**Do this**
Starting with the line that contains "trace the outline of every instance of the collar", write out each line through the end of the listing, unchanged. Output nothing else.

**Raw data**
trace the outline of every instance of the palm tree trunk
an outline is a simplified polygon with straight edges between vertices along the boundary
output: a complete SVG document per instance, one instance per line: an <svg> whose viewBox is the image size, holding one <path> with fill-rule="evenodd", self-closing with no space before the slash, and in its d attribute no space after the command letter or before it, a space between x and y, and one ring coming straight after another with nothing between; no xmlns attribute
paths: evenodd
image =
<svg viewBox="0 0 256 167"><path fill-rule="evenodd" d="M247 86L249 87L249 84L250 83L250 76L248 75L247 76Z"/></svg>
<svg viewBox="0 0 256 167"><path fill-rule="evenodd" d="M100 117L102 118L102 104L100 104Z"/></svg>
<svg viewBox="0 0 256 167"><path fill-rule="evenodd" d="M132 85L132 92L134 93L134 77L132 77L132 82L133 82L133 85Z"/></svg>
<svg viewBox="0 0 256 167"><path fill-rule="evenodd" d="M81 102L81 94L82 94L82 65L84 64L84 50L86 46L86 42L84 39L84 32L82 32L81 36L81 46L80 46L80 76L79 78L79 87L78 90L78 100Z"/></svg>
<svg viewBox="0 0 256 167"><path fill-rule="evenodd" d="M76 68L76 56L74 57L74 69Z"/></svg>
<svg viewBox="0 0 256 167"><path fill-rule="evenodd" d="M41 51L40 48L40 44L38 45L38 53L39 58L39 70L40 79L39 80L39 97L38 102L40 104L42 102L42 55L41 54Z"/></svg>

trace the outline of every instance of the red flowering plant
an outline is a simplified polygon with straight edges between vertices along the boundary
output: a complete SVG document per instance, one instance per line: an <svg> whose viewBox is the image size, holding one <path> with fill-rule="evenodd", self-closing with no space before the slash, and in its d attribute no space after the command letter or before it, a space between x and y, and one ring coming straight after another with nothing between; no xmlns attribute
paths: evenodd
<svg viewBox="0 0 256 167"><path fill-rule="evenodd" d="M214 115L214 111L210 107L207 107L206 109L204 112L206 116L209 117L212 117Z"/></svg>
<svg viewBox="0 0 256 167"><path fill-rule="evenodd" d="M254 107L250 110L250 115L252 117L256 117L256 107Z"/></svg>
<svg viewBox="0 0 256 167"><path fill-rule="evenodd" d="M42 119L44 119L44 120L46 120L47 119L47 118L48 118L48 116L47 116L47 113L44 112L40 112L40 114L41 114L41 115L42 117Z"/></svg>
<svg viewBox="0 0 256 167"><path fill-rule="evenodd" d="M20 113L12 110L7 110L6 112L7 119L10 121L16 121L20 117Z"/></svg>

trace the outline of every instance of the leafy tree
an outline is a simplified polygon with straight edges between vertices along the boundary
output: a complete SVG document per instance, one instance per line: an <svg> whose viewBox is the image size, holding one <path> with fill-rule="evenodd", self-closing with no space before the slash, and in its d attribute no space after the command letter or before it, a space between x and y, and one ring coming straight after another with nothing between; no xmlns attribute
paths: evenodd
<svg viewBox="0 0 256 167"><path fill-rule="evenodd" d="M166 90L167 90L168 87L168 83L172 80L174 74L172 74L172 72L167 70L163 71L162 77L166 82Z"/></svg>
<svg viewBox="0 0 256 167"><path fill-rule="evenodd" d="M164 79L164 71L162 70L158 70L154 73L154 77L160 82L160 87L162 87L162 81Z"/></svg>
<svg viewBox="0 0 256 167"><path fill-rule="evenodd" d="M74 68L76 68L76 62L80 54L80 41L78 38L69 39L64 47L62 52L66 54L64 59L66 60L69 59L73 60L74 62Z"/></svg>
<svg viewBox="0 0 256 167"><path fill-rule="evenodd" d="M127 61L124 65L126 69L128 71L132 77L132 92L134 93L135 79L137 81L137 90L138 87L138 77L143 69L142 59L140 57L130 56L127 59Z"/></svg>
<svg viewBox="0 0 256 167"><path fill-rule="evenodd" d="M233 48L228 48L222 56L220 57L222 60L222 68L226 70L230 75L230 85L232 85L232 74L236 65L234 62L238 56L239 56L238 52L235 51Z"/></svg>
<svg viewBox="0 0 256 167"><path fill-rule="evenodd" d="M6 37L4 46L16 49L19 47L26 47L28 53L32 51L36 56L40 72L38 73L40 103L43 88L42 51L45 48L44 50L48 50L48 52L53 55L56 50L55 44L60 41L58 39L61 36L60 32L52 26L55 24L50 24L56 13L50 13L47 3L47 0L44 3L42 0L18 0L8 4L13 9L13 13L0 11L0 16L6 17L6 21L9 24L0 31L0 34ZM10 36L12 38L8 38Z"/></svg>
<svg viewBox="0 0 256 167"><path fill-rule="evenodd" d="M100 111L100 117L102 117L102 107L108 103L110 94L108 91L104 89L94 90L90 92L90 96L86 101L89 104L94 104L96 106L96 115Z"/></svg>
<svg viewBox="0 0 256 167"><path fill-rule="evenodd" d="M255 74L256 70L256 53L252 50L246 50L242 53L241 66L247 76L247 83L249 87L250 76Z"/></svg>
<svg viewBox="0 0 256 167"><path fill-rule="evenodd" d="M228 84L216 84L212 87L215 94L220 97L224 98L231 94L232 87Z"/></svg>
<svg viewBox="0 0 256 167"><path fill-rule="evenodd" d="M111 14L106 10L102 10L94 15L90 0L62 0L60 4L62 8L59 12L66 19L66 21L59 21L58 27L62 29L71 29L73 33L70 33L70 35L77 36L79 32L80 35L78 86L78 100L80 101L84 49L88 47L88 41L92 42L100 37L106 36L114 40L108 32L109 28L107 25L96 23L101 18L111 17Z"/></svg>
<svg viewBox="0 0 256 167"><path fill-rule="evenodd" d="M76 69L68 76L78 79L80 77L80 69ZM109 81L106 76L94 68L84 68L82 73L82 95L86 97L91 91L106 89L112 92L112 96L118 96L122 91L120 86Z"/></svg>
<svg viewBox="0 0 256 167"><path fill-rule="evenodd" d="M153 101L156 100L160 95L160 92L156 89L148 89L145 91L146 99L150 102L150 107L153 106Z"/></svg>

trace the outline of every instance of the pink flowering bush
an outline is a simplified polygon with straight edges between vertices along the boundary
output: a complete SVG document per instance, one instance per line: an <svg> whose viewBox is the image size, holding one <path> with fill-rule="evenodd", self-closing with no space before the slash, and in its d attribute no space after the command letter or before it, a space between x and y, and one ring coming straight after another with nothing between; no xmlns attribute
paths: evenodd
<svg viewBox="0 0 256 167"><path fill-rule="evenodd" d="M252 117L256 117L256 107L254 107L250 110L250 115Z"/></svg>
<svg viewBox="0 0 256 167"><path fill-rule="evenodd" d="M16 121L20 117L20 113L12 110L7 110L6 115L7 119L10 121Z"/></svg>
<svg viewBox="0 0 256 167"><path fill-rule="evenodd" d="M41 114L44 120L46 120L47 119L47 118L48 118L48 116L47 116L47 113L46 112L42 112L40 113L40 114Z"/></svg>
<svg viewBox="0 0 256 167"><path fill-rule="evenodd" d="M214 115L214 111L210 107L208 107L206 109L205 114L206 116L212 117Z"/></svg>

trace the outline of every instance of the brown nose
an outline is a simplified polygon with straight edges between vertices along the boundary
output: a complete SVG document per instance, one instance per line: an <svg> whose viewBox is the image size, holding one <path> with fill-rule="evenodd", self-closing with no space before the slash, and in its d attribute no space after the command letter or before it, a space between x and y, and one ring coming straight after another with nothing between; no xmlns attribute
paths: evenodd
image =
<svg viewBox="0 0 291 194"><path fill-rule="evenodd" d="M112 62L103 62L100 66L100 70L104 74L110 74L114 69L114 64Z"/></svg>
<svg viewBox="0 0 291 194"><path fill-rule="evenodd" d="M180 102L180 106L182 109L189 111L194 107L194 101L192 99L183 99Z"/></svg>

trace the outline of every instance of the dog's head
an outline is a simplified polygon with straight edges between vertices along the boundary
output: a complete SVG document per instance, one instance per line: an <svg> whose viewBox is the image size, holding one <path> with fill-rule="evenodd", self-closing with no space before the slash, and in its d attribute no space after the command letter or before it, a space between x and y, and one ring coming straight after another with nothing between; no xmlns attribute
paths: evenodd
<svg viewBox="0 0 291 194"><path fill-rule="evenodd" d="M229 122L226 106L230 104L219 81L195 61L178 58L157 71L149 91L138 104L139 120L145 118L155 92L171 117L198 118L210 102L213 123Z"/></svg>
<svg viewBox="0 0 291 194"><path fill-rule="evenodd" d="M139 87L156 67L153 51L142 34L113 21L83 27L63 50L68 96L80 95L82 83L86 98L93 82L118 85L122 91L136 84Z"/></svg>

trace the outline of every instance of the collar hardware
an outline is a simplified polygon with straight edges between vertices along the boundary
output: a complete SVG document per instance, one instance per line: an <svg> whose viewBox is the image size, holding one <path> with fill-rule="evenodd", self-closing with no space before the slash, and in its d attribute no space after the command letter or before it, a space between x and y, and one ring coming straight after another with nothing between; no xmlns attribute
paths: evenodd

**Output for this task**
trace the outline of every instance of the collar hardware
an outline is a simplified polygon with straight edges between vertices along the boundary
output: a complete SVG document per instance, one instance per line: an <svg> whose viewBox is the image size, holding one <path> with fill-rule="evenodd", self-closing with no space before the slash, and in its d attribute no space after the command letter or before it, a space between x and y, and one ring coming straight after another with nothing between; no xmlns attribute
paths: evenodd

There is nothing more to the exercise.